_Source extract_
-------------------------

Table of contents

How do I implement caching mechanisms in Colly?

Caching is essential for building efficient web scrapers that minimize redundant requests and improve performance. Colly, the fast and elegant Go web scraping framework, provides several built-in caching mechanisms and allows for custom cache implementations. This guide covers how to implement various caching strategies in Colly to optimize your web scraping projects.

Understanding Colly's Caching Options

Colly supports multiple types of caching mechanisms:

  1. HTTP Cache - Browser-like caching based on HTTP headers
  2. In-Memory Cache - Fast access for frequently requested pages
  3. File-based Cache - Persistent caching across application restarts
  4. Custom Cache - Implementing your own caching logic

HTTP Cache Implementation

The simplest way to enable caching in Colly is using the built-in HTTP cache, which respects standard HTTP caching headers like Cache-Control, ETag, and Last-Modified.

package main

import (
    "fmt"
    "log"
    "net/http"

    "github.com/gocolly/colly/v2"
    "github.com/gocolly/colly/v2/debug"
    "github.com/gocolly/colly/v2/storage"
)

func main() {
    c := colly.NewCollector(
        colly.Debugger(&debug.LogDebugger{}),
    )

    // Enable HTTP cache with in-memory storage
    c.CacheDir = "./cache"

    // Set cache headers
    c.OnRequest(func(r *colly.Request) {
        r.Headers.Set("Cache-Control", "max-age=3600")
    })

    c.OnHTML("title", func(e *colly.HTMLElement) {
        fmt.Printf("Title: %s\n", e.Text)
    })

    c.OnError(func(r *colly.Response, err error) {
        log.Printf("Error: %s\n", err.Error())
    })

    // First request - will be cached
    c.Visit("https://example.com")

    // Second request - will use cache if available
    c.Visit("https://example.com")
}

In-Memory Cache

For faster access to frequently requested pages, implement an in-memory cache using Colly's storage interface:

package main

import (
    "fmt"
    "log"
    "time"

    "github.com/gocolly/colly/v2"
    "github.com/gocolly/colly/v2/storage"
)

func main() {
    c := colly.NewCollector()

    // Create in-memory storage
    memStorage := &storage.InMemoryStorage{}
    c.SetStorage(memStorage)

    // Configure cache expiration
    c.OnRequest(func(r *colly.Request) {
        // Set custom cache duration
        r.Ctx.Put("cache_duration", "1h")
    })

    c.OnHTML("h1", func(e *colly.HTMLElement) {
        fmt.Printf("Heading: %s\n", e.Text)
    })

-------------------------

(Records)
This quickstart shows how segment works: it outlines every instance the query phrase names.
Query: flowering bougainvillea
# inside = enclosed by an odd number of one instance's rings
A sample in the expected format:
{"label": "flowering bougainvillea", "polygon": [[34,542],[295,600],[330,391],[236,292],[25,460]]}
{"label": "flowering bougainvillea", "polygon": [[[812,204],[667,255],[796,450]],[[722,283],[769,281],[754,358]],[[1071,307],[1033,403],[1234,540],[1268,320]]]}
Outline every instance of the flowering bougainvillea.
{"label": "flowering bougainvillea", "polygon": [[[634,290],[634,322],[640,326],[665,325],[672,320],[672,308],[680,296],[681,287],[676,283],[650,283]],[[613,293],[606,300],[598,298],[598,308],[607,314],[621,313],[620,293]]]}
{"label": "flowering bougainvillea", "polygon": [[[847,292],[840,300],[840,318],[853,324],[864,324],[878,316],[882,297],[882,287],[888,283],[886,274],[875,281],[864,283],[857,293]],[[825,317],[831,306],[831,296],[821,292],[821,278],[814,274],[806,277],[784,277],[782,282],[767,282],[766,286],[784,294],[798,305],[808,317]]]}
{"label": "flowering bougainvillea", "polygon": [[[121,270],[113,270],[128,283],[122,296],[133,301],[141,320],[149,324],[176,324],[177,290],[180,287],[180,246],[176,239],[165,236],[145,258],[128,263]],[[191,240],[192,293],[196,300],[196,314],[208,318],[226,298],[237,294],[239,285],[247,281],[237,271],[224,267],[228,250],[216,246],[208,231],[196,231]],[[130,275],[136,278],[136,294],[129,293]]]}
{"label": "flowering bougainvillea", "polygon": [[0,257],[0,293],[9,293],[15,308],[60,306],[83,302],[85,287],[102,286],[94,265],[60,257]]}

-------------------------

_Stated task 1_
In the Colly caching guide, condense the paragraph beginning "Caching is essential for building efficient web scrapers" into a short bulleted list that keeps its main facts.
_Stated task 2_
According to the Colly caching guide, which standard HTTP caching headers does the built-in HTTP cache respect?
_Stated task 3_
Reproduce the passage of the Colly caching guide starting with "Table of contents" and going on through "web scraping projects.", substituting "lightweight" for "elegant".

_Output 1_
- Caching cuts redundant requests and improves scraper performance.
- Colly is a fast, elegant Go web scraping framework.
- It offers several built-in caching mechanisms and supports custom cache implementations.
- The guide covers how to apply various caching strategies in Colly to optimize scraping projects.

_Output 2_
Cache-Control, ETag, and Last-Modified.

_Output 3_
Table of contents

How do I implement caching mechanisms in Colly?

Caching is essential for building efficient web scrapers that minimize redundant requests and improve performance. Colly, the fast and lightweight Go web scraping framework, provides several built-in caching mechanisms and allows for custom cache implementations. This guide covers how to implement various caching strategies in Colly to optimize your web scraping projects.